◆ **Data supplied**:
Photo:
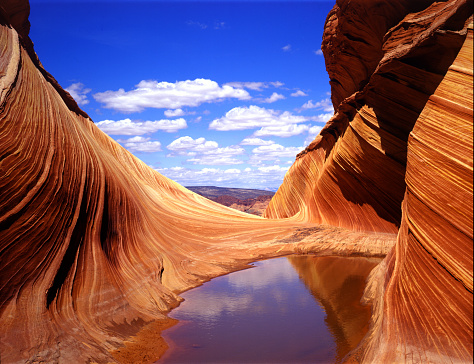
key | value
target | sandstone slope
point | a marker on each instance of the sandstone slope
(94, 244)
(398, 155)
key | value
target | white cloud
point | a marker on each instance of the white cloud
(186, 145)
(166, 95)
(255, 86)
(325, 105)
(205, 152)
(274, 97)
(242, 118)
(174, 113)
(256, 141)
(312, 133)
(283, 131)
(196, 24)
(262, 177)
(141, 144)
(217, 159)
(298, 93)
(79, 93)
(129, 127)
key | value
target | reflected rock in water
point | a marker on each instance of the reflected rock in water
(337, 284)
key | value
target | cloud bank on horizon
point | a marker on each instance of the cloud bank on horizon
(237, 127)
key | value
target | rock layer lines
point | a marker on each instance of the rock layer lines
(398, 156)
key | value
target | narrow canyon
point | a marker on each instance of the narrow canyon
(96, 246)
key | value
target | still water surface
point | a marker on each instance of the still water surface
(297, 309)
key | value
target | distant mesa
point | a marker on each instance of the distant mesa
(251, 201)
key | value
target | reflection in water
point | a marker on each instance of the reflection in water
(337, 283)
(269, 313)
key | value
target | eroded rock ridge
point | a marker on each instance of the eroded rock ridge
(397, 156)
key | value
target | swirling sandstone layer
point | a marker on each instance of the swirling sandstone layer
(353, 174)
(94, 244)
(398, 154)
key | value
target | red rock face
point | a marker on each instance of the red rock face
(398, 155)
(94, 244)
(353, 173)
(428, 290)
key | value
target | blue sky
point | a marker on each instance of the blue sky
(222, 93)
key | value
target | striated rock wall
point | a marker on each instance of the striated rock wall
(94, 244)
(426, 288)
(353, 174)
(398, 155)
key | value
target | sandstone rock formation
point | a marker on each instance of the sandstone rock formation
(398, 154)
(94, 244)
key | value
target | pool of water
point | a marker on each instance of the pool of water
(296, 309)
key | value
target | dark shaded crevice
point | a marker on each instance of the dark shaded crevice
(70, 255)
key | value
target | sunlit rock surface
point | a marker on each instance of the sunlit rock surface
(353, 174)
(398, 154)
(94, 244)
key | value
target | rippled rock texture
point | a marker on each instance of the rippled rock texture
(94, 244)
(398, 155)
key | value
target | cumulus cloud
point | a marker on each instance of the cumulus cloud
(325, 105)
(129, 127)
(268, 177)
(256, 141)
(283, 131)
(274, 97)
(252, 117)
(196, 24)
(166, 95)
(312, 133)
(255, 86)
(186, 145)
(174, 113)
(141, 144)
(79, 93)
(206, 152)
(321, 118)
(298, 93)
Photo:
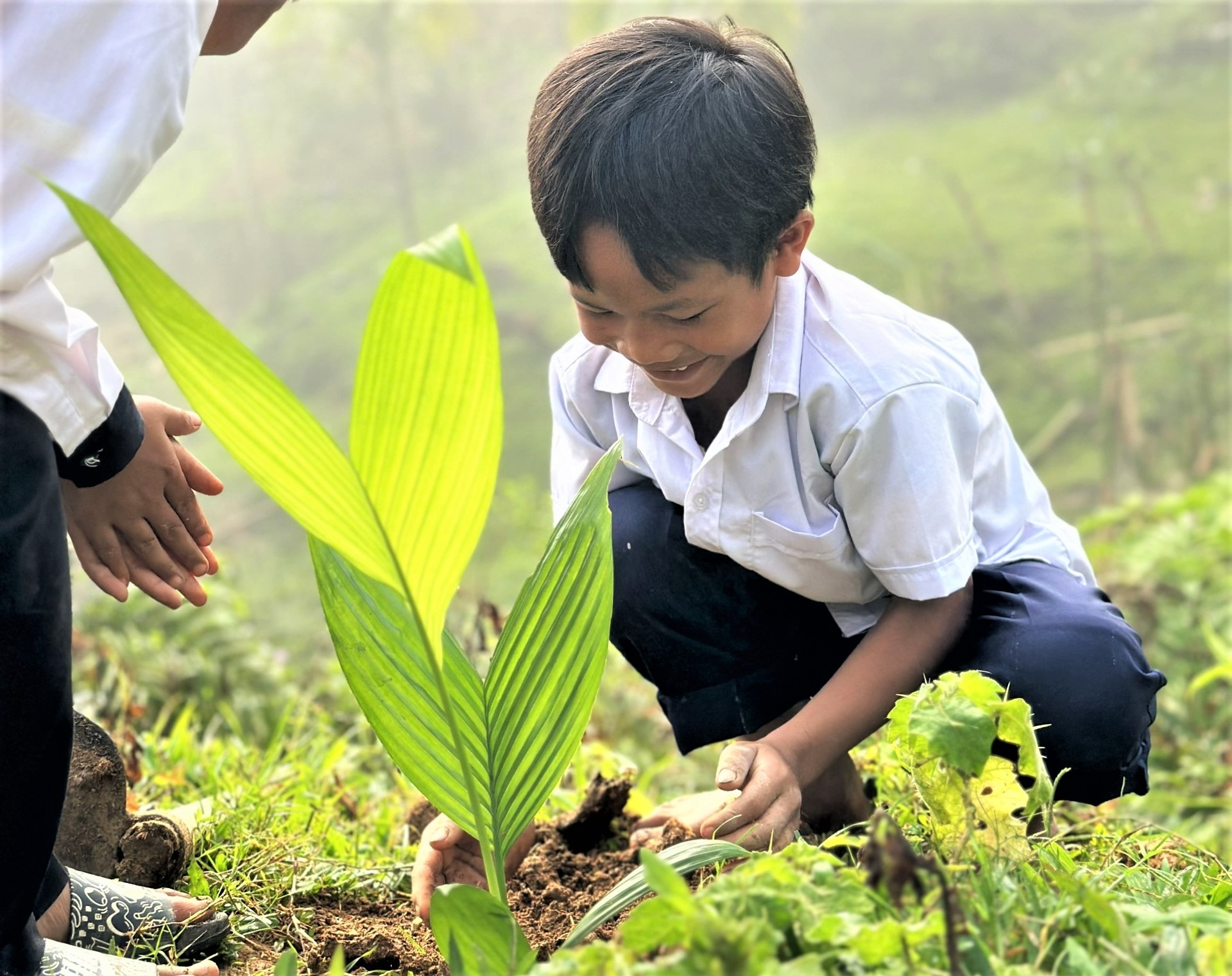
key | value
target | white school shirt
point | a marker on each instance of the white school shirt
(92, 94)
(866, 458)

◆ **What you will do**: Count the lines in the data that contain the string "bank". Give only the number.

◆ **Answer to the task**: 2